Recorded data
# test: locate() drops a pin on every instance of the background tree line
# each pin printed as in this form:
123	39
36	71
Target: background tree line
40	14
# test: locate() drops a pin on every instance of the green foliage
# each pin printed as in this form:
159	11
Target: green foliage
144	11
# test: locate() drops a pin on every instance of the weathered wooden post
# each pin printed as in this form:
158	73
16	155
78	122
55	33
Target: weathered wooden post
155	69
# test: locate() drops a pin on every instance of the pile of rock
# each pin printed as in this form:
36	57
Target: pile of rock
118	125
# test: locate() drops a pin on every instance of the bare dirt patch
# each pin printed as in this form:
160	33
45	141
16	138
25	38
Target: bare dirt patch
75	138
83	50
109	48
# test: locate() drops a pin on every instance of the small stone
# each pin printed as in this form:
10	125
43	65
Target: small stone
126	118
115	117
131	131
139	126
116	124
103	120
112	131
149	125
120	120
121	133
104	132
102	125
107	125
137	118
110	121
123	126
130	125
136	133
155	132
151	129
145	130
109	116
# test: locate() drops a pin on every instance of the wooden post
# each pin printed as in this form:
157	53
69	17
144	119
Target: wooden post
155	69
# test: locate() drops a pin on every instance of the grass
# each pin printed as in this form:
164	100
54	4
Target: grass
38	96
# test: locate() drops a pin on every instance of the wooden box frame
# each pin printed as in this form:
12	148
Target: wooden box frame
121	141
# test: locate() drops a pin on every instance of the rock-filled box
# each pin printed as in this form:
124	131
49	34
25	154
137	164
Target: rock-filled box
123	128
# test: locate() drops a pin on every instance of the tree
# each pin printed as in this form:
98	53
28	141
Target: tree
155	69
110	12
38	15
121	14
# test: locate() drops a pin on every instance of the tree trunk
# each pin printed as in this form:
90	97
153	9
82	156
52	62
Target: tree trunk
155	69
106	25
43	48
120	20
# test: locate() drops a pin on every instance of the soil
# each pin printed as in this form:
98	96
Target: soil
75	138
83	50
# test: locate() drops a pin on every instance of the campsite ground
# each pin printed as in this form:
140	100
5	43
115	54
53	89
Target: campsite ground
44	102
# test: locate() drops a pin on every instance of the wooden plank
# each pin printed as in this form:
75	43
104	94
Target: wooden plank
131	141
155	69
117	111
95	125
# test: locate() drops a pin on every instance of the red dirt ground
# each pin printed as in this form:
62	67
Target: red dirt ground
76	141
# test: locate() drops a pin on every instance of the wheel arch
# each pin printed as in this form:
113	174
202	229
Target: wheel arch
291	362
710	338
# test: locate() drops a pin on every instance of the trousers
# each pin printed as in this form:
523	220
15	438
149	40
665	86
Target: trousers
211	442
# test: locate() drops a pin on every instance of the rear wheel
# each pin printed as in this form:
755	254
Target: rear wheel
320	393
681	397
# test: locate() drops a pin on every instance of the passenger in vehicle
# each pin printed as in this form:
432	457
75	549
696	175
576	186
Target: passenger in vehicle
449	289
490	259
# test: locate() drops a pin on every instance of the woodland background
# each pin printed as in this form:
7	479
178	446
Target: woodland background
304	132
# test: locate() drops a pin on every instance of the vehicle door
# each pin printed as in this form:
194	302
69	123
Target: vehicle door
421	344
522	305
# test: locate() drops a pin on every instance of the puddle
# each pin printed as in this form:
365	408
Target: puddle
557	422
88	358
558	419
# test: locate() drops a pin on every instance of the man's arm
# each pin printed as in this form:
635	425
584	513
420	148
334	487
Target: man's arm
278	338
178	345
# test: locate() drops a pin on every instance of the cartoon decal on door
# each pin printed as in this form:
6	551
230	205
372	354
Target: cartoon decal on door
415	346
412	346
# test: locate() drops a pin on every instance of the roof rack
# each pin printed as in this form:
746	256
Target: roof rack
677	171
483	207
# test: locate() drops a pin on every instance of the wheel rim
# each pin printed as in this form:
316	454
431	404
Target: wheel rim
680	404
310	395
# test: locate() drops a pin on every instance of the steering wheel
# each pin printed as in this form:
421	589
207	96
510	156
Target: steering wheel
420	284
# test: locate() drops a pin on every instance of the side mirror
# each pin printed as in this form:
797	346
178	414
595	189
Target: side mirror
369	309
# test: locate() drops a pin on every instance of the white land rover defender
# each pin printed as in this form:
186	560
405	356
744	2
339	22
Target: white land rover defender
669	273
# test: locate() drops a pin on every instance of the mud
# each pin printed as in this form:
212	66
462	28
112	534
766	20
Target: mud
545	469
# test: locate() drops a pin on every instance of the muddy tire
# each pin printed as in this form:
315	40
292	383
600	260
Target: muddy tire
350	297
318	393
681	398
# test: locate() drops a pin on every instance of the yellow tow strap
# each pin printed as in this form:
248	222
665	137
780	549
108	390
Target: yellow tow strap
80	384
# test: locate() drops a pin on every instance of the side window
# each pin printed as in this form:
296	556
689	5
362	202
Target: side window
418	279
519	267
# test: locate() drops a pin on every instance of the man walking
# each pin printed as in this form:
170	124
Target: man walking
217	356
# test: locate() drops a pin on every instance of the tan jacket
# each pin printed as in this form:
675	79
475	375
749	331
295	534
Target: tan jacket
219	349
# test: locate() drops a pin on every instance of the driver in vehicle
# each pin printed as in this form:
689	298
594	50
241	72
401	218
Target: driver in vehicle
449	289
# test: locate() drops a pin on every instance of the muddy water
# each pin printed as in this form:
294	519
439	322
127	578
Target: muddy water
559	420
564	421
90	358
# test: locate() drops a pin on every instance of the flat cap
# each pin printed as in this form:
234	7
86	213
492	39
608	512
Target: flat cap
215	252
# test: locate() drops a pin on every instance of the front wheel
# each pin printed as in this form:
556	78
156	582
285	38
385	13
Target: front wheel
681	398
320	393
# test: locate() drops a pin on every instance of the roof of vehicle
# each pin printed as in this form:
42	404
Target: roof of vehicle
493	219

* * *

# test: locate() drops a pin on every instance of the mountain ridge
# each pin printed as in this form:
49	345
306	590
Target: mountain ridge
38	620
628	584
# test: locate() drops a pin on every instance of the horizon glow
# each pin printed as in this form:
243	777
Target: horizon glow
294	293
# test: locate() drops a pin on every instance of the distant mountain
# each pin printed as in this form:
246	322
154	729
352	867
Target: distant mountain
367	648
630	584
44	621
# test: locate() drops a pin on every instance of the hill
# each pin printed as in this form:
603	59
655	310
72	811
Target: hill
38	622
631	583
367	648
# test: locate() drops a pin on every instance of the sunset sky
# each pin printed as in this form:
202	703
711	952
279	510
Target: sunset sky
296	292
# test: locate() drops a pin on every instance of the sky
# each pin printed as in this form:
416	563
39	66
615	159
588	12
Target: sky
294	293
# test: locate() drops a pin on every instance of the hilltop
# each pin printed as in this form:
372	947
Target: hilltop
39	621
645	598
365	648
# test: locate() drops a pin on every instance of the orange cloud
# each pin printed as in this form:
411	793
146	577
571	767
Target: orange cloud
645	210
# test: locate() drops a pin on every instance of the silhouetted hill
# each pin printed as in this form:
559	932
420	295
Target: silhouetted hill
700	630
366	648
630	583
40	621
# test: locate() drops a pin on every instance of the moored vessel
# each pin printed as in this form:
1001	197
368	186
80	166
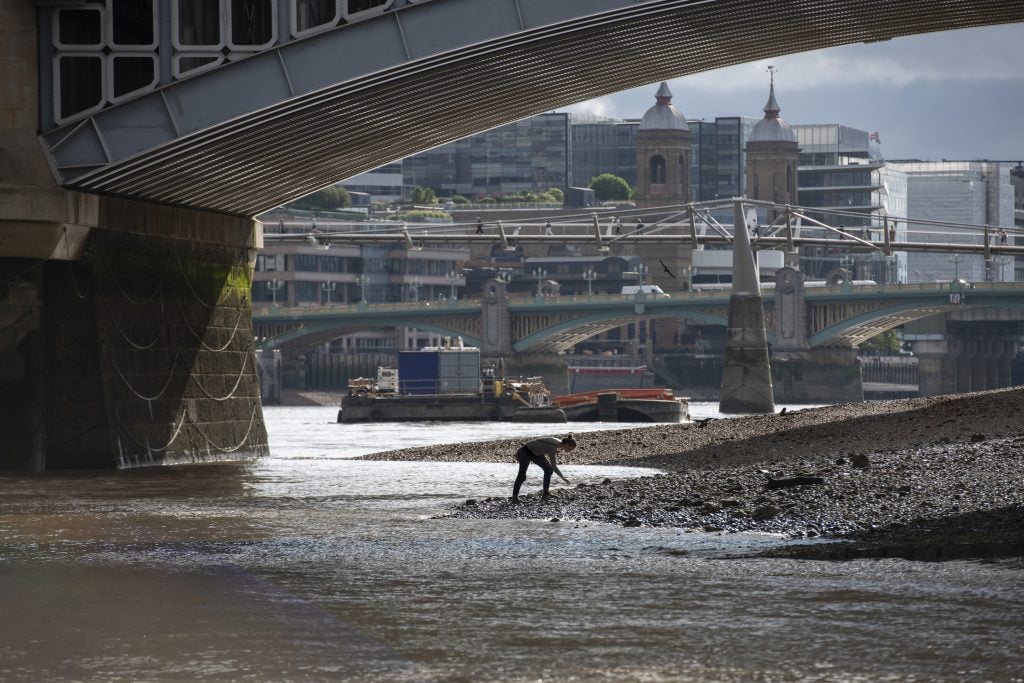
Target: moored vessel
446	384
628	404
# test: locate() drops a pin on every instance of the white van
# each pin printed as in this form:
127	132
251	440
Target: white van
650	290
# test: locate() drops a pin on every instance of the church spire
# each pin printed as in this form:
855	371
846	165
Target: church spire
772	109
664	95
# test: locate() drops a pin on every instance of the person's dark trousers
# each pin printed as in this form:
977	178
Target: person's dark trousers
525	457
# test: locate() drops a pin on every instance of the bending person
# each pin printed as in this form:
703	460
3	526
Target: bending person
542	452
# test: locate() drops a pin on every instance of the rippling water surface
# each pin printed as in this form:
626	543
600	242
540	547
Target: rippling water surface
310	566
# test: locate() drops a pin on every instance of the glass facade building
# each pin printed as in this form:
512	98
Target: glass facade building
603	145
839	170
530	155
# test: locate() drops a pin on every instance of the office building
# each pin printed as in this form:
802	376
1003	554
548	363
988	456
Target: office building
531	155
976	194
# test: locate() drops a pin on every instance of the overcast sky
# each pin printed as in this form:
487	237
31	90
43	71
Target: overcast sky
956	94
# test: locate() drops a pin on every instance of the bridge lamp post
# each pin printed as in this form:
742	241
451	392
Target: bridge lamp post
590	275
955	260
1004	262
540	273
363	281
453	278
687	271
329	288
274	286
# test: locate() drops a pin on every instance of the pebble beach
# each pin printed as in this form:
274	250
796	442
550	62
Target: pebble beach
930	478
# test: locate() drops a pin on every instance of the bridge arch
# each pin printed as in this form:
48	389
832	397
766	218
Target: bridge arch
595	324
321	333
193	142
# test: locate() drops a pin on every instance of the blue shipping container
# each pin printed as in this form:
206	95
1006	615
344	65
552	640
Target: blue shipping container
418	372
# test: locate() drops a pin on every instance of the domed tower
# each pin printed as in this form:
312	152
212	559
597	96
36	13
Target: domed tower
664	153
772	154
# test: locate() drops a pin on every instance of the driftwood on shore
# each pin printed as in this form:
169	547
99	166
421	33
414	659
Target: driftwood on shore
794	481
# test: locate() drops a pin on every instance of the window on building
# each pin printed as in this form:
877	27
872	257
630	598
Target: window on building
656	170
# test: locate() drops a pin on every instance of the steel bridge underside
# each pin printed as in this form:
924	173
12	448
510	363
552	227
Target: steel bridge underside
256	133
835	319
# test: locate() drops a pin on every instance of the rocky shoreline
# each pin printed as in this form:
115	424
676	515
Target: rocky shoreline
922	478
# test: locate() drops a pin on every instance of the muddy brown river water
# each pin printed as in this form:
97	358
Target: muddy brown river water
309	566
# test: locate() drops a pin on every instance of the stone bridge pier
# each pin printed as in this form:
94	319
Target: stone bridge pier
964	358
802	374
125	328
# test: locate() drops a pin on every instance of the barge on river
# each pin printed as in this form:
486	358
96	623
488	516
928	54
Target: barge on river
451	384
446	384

_Task goal_. Write out only the lines that run from the line containing "Target: steering wheel" through the line containing "the yellow tow strap", both included, exactly as they appear above.

_Task output_.
Target: steering wheel
420	284
# test: locate() drops a pin on every instance of the side mirror
# each pin printed as in this form:
797	346
178	414
595	189
Target: side mirror
369	309
# test: locate() drops a pin on every instance of the white land rover defender
# each pin printed as in this form:
186	560
405	356
744	2
339	22
Target: white land rover defender
669	273
# test: locate() drops a pin on every instance of the mud
# each pin printed as in this form:
212	66
462	28
112	534
766	20
Target: mud
545	469
# test: locate() drops a pin on every instance of the muddy tire
# each pin printed as in this form:
315	40
292	383
600	260
Target: muddy tire
350	297
318	393
681	398
# test: locate() drops a pin on every instance of the yellow tow strap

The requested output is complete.